Entries from a pointing dataset

## begin

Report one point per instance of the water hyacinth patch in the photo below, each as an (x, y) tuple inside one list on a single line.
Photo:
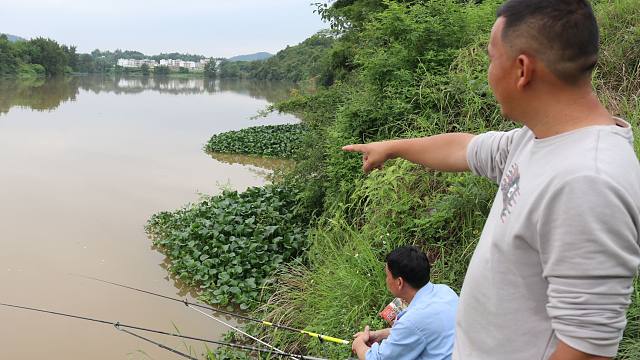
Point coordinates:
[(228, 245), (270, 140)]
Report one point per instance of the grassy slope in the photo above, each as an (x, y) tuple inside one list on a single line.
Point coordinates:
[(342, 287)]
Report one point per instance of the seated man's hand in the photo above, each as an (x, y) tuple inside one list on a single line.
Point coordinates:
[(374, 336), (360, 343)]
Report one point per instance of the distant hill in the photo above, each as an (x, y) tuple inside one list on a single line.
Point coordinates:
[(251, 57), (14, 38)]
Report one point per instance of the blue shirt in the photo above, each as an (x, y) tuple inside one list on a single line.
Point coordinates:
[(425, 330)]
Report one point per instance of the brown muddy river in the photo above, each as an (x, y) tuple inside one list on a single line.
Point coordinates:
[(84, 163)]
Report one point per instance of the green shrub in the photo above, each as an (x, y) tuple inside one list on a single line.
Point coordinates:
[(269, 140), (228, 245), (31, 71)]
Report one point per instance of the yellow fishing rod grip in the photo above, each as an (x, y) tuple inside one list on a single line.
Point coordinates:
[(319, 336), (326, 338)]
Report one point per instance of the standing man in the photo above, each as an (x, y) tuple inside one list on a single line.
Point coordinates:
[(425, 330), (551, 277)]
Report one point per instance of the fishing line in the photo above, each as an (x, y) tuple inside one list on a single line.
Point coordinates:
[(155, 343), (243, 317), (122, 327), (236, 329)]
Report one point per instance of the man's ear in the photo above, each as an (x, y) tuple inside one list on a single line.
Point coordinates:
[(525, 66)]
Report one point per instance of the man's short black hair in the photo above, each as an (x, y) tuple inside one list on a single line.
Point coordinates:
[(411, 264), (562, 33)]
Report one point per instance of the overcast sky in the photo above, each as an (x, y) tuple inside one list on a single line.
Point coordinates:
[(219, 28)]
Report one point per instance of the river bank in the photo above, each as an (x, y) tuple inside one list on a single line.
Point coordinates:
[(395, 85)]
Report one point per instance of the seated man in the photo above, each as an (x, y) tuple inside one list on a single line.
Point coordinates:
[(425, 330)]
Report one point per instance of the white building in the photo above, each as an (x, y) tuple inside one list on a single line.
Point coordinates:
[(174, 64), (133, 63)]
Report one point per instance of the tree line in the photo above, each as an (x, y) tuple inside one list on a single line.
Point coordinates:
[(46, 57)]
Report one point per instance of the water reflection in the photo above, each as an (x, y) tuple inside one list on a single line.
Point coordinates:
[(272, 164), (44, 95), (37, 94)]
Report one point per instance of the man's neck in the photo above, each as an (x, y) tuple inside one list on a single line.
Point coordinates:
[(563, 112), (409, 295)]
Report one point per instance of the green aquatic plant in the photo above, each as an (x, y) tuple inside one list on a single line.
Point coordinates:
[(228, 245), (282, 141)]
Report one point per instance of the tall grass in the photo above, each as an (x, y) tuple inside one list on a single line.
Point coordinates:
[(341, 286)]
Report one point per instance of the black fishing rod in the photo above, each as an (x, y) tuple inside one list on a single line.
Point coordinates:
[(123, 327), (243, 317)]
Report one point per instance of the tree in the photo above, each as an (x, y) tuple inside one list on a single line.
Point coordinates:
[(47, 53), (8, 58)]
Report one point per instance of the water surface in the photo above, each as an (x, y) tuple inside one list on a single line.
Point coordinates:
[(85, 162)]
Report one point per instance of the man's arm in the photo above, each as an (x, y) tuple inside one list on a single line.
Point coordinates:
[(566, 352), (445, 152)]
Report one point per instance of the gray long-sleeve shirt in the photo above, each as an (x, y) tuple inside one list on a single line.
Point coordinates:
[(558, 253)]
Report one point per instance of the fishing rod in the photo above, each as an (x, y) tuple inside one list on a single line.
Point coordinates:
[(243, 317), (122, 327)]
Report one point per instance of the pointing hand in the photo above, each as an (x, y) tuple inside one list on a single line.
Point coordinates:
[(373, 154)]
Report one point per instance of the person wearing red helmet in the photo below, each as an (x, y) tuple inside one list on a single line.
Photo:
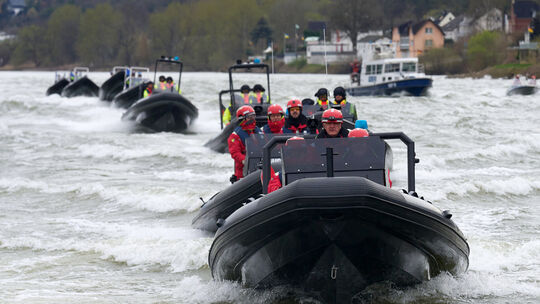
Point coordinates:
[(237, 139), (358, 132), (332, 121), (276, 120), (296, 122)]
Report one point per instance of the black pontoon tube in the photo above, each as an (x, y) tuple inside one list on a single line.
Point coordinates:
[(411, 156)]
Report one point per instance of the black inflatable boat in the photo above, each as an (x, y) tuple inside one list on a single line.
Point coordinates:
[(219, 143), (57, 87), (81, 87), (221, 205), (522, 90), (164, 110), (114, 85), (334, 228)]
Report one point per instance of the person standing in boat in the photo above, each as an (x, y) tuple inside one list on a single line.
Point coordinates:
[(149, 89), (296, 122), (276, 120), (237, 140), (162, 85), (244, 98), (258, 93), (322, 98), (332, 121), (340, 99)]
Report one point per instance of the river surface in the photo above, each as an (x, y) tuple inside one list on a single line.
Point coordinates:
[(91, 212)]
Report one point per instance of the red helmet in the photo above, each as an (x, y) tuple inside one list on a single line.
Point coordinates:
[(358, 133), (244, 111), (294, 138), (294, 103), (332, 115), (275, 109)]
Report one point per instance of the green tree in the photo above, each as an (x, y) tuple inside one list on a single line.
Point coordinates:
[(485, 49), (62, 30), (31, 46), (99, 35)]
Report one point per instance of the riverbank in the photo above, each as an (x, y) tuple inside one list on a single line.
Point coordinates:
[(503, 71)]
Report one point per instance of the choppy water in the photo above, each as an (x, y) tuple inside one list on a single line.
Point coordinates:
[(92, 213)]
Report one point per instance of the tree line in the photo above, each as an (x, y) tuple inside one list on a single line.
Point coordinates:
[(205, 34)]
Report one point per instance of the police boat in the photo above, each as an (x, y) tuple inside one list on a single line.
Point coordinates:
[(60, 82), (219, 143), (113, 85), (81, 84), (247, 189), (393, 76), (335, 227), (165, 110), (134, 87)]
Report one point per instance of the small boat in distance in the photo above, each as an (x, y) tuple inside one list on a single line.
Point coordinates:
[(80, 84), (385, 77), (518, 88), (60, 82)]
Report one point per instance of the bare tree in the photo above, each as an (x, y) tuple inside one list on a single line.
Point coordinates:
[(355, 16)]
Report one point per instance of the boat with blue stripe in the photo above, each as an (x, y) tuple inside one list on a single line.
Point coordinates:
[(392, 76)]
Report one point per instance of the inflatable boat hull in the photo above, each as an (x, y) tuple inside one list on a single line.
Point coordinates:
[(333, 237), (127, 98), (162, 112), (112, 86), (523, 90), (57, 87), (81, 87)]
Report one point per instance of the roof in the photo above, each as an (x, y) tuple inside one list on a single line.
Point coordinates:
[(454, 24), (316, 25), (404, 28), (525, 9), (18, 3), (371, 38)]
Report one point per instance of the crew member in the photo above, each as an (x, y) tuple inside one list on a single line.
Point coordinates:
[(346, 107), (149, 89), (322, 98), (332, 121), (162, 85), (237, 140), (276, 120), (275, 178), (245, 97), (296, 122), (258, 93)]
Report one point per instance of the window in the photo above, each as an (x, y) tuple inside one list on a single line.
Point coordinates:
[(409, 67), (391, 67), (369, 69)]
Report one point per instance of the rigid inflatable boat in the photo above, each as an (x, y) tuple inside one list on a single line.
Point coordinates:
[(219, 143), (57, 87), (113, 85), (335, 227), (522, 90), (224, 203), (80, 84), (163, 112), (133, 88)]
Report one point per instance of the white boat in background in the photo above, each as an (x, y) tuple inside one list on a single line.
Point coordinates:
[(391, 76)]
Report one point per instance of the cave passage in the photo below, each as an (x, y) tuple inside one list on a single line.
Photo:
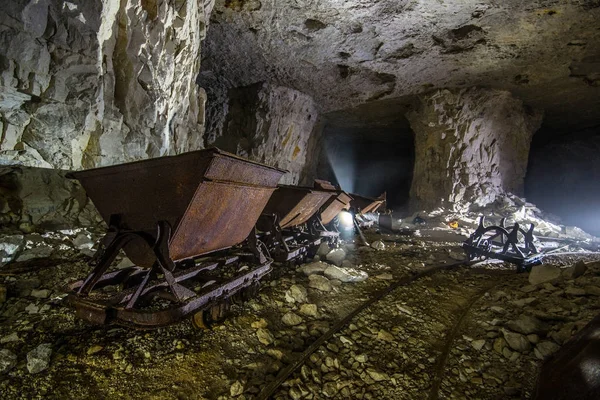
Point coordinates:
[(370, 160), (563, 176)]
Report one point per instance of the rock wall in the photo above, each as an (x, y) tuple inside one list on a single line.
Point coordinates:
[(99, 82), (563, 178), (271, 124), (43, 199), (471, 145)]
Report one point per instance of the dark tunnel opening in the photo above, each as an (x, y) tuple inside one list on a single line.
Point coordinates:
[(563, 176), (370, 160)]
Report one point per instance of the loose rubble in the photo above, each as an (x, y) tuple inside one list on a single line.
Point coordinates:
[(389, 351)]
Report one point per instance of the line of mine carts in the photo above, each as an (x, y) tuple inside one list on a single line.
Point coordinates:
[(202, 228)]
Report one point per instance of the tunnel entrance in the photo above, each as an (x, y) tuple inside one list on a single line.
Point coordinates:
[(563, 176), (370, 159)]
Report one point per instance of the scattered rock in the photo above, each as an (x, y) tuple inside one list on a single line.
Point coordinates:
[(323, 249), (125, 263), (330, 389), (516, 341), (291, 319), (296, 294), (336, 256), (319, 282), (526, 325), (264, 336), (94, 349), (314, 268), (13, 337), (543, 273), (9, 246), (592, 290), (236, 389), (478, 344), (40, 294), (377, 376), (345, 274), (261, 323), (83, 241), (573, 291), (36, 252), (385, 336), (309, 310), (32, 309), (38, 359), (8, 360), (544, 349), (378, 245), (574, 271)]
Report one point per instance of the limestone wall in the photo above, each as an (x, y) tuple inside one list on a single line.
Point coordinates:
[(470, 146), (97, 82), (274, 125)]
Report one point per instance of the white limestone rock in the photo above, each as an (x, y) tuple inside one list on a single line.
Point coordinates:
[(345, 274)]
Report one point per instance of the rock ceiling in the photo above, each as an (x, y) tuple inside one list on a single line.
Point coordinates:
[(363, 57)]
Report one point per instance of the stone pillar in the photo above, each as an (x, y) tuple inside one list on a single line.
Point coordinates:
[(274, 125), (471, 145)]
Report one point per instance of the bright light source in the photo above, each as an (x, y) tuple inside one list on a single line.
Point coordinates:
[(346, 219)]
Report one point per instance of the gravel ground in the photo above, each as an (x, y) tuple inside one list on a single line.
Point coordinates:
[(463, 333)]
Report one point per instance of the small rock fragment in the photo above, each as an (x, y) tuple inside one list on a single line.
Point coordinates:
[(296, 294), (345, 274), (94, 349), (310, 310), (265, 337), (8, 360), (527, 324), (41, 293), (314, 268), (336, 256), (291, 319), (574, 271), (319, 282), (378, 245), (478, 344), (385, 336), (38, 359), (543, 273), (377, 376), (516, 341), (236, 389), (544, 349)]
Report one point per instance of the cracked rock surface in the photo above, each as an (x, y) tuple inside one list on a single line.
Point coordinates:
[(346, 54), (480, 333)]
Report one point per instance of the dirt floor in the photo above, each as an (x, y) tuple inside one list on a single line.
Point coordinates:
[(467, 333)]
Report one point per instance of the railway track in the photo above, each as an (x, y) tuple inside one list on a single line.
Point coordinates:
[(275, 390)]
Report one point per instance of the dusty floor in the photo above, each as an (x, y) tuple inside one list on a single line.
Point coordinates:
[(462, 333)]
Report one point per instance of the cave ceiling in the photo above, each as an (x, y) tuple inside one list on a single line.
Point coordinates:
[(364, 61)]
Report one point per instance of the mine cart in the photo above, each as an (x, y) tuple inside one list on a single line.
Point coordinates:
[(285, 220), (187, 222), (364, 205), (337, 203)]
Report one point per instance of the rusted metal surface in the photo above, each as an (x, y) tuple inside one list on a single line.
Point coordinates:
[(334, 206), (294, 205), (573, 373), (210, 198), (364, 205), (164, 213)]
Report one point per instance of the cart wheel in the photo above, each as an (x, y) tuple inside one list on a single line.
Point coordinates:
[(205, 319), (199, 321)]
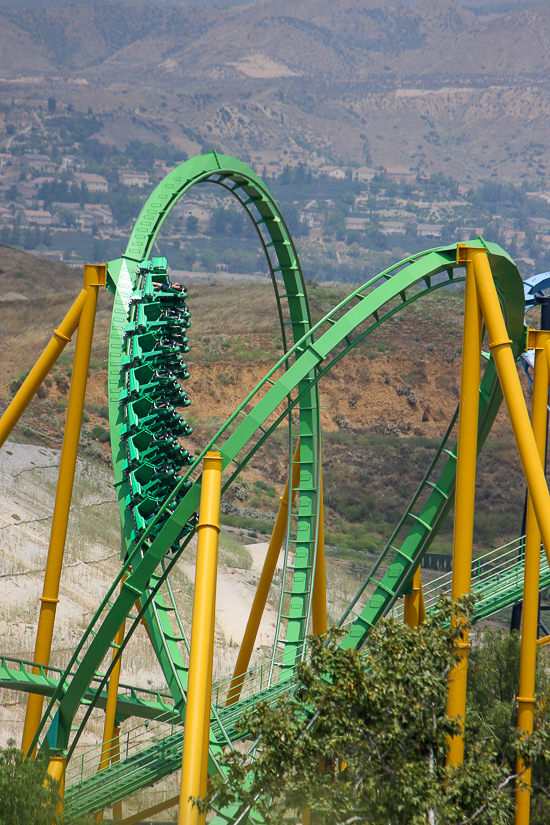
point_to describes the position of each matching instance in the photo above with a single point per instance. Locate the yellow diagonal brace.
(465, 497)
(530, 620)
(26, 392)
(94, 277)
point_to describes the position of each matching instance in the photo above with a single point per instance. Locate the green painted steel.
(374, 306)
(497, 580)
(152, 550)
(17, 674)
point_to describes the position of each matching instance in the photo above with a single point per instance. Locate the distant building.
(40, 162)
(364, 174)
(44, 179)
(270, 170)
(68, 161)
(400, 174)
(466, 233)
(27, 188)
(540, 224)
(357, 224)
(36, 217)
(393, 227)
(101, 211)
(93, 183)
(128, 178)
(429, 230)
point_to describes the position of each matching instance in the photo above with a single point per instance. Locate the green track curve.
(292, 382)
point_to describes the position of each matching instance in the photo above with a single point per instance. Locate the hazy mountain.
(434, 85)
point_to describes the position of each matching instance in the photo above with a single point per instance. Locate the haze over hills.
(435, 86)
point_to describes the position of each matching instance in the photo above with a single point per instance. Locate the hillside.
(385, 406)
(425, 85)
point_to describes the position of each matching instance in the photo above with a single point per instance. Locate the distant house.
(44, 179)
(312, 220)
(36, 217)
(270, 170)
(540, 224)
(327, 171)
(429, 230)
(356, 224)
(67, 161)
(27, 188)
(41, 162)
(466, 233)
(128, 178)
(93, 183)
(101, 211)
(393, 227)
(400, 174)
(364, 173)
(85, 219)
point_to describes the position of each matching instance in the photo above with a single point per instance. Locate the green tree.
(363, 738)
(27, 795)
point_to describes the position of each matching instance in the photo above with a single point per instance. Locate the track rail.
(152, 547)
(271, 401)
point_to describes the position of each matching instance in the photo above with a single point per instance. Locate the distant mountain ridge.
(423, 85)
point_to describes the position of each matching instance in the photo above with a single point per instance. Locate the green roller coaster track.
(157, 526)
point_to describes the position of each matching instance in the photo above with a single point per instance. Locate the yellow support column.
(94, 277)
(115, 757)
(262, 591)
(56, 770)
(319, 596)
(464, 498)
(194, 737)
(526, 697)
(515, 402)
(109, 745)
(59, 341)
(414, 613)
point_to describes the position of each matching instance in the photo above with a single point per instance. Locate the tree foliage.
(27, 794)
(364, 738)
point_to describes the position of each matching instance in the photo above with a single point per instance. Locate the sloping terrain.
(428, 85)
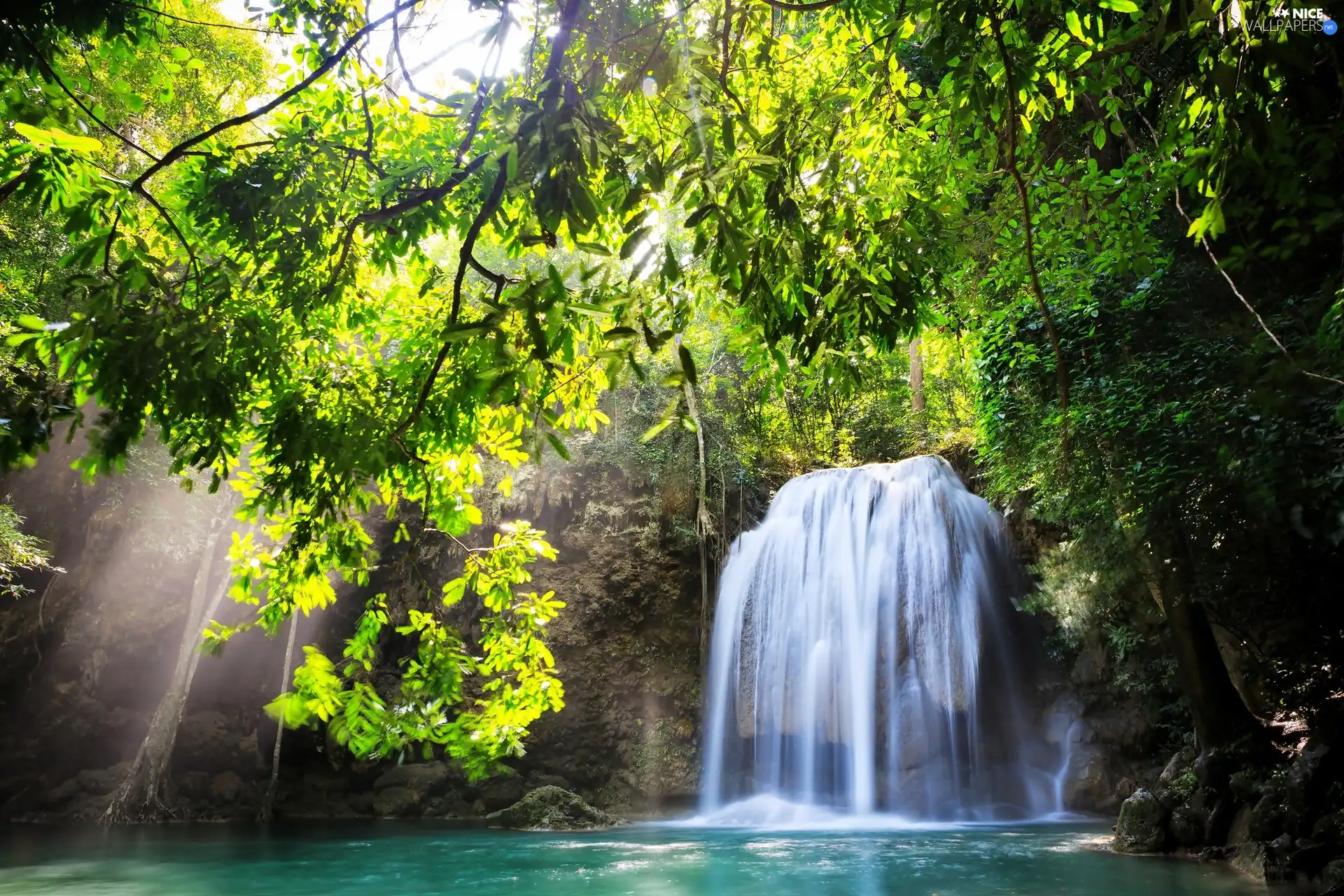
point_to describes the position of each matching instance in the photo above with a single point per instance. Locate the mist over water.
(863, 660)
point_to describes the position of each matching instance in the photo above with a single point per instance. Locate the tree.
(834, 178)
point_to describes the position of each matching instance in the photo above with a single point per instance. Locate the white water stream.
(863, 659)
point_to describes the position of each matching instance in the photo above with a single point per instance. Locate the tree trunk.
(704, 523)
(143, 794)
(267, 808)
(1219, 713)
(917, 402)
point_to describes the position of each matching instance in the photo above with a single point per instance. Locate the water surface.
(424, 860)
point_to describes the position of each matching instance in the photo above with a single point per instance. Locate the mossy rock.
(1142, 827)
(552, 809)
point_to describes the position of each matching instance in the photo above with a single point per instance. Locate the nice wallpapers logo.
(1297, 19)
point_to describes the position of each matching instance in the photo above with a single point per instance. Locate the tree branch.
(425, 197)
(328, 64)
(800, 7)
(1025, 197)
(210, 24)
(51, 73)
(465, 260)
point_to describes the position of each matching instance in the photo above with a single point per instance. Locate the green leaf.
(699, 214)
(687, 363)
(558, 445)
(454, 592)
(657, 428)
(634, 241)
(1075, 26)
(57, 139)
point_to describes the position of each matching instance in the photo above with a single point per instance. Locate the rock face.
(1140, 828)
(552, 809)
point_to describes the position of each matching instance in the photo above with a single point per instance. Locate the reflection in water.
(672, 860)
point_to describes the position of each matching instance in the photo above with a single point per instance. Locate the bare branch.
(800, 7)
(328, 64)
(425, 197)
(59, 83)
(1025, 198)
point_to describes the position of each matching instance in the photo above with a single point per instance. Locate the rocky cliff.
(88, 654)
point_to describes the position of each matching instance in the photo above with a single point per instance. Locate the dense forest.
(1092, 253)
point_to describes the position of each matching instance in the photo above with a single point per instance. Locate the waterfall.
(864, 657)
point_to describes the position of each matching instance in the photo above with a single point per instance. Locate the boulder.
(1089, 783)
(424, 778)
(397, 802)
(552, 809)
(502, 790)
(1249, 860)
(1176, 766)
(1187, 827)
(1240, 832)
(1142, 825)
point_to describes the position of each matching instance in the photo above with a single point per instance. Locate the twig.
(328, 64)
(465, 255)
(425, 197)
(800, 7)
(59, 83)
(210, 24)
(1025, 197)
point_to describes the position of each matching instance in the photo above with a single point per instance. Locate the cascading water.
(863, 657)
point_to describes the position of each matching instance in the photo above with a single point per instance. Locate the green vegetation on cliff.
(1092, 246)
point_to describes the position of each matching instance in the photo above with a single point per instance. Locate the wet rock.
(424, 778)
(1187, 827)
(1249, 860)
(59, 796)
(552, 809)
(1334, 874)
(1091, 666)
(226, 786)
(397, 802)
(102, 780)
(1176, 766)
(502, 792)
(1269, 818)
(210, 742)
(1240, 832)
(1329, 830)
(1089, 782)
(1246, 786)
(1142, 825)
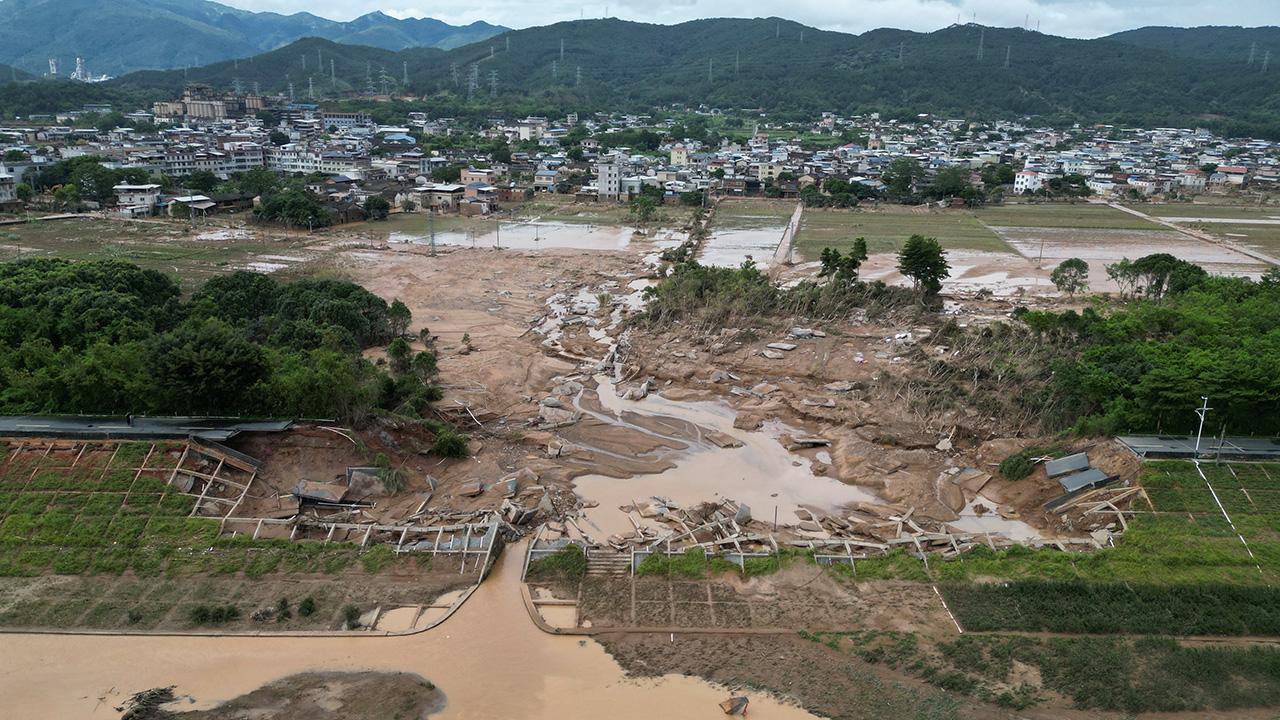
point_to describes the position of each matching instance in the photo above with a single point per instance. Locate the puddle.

## end

* _Required task_
Can you reproduce everything from the very start of the records down to and including the line that contains "[(155, 343), (243, 317), (122, 327), (236, 329)]", leaving the pictures out of your answer?

* _Exercise output_
Report one point per instance of the water hyacinth patch in the photo below, each as an (x, y) tuple inside one list on a single line.
Photo:
Point coordinates:
[(228, 245), (270, 140)]
Report one point per instance of the grassy slope in the photo above, each as an (x, y) tuple inside one list on a single line.
Point coordinates:
[(342, 287)]
Report one point per instance of the seated man's hand in the photo above, each as an (x, y) tuple inside one list on a single line.
Point coordinates:
[(374, 336), (360, 343)]
Report one point per instance of the distant hill in the photo above, each as an (x, y) tuple inside one list on a single line.
Point coordinates:
[(251, 57), (14, 38)]
Report one point per instance of the blue shirt in the photo above, each as an (x, y) tuple inside one list on a single line.
Point coordinates:
[(425, 330)]
Report one point per instance of the brown muddy river in the photo above, each as an (x, y) tuple inside one list on a single line.
Point coordinates:
[(84, 163)]
Report one point per instance of the green shrub in the photo above, each as an (x, y) tuple inside one list on a single line.
Point coordinates:
[(269, 140), (228, 245), (31, 71)]
Report one point per instance of the yellow fishing rod grip in the photo above, each as an (x, y) tuple inside one list on a single line.
Point coordinates:
[(319, 336), (326, 338)]
Report one point per instance of the standing man in the photo above, each as an (x, y) tuple inside one list on a single line.
Point coordinates:
[(425, 330), (551, 277)]
Report one point per instance of the fishing line in the photo above, each as an (x, y) tuple inside one list on a single line.
Point coordinates:
[(155, 343), (243, 317), (122, 327), (236, 329)]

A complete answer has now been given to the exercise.